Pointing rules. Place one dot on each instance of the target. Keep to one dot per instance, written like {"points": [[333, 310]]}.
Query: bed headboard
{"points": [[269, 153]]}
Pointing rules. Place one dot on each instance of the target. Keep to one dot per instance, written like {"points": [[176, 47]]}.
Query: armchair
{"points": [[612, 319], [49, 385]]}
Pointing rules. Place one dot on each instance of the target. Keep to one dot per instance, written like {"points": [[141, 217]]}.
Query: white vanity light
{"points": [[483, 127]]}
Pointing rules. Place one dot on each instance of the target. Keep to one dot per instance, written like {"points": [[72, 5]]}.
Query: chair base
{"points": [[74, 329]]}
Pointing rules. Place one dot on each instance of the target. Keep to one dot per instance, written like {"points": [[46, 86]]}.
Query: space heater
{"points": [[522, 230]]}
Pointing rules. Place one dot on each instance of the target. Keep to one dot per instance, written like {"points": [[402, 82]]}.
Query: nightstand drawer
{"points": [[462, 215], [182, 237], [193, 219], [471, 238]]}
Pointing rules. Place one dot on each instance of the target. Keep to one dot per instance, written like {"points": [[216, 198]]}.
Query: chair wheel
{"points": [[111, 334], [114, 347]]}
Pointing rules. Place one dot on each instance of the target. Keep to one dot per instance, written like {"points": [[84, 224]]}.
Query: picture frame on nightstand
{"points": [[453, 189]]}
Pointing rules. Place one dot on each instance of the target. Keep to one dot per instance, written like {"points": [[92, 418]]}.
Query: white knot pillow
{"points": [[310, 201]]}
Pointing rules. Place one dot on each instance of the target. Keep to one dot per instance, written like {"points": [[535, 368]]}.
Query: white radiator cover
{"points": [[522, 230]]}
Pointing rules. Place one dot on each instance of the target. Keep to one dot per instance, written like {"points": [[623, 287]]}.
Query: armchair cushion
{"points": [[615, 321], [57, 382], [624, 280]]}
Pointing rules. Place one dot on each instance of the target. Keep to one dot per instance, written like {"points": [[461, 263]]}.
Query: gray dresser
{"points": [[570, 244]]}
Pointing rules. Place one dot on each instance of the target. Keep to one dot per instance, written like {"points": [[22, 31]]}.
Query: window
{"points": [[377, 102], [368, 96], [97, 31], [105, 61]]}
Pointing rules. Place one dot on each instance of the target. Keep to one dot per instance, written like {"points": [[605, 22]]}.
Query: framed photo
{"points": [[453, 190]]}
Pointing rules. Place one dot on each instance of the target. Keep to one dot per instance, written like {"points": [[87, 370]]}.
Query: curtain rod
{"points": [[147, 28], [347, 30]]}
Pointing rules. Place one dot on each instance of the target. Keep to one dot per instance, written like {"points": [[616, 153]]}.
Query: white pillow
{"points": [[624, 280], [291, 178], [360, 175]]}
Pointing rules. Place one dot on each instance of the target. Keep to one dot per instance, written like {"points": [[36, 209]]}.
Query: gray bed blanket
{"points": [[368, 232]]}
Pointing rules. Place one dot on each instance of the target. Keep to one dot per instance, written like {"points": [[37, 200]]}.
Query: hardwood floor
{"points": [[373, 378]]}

┄┄┄┄┄┄┄┄┄┄

### Work to do
Set down all of the entries exactly, please.

### The answer
Pointing rules. Place one dot on each instance of the target. Keep to one dot per instance, written like {"points": [[333, 310]]}.
Query: bed headboard
{"points": [[269, 153]]}
Pointing rules. Place one dot on each instance of the target. Keep to one dot per instance, written like {"points": [[176, 47]]}.
Query: armchair
{"points": [[612, 319], [49, 385]]}
Pointing rules. Place one dot on each instance of the target. Keep to one dot per instance, written like {"points": [[141, 217]]}.
Query: white vanity light
{"points": [[483, 127]]}
Pointing rules. Place one dot on each instance of the target. Keep to one dot per instance, written like {"points": [[72, 5]]}.
Query: chair base
{"points": [[74, 329]]}
Pointing rules. Place one dot on each instance of the target. Keep to one dot per instance, written like {"points": [[46, 86]]}.
Query: space heater
{"points": [[522, 230]]}
Pointing rules. Place one dot on each instance of the target. Keep to one dot per instance, written like {"points": [[402, 82]]}.
Query: nightstand drawer
{"points": [[462, 215], [182, 237], [193, 219], [471, 238]]}
Pointing rules. Place one dot on each instance of the target. Keep to one dot per instance, written like {"points": [[216, 198]]}.
Query: chair wheel
{"points": [[111, 334], [114, 347]]}
Pointing rules. Place one dot on each instance of the target. Keep to one dot per instance, written like {"points": [[84, 224]]}.
Query: picture frame on nightstand
{"points": [[453, 189]]}
Pointing rules. Place one dot on each instance of the target. Keep to one dot per instance, written like {"points": [[92, 418]]}.
Query: white knot pillow
{"points": [[310, 201]]}
Pointing rules. Place one dot on each instance of the target. Keep to one dot per instance, written like {"points": [[535, 368]]}.
Query: white radiator cover
{"points": [[522, 230]]}
Pointing rules. Place one dot on each instance of the target. Keep to one dot per instance, written like {"points": [[623, 287]]}.
Query: armchair cushion
{"points": [[615, 321], [57, 382], [624, 280]]}
Pointing rules. Place one dot on each instance of the target. Keep to one dot per instance, written like {"points": [[461, 263]]}.
Query: gray dresser
{"points": [[570, 244]]}
Pointing rules. Place one dot on each instance of the target. Keep to one dot per instance, written like {"points": [[22, 31]]}.
Query: window
{"points": [[377, 102], [368, 96], [97, 31], [105, 61]]}
Pointing rules. Place one dot on each instance of the target. Keep to one dot per instance, written like {"points": [[605, 22]]}.
Query: framed photo
{"points": [[453, 190]]}
Pointing rules. Place one dot on each instance of the target. Keep to one dot per instance, written like {"points": [[87, 370]]}.
Query: curtain rod
{"points": [[147, 28], [347, 30]]}
Pointing rules. Place one dot on each instance of the target. Keep to one dot per instance, written like {"points": [[616, 153]]}.
Query: white pillow
{"points": [[624, 280], [291, 178], [360, 175]]}
Pointing rules. Place one dot on each instance of the target. Keep to one dot per instance, written like {"points": [[36, 209]]}.
Query: gray bed blanket
{"points": [[368, 232]]}
Pointing rules. Place one dot on each instance of the target. Keep to one dot per instance, written like {"points": [[37, 200]]}.
Query: hardwood floor
{"points": [[373, 378]]}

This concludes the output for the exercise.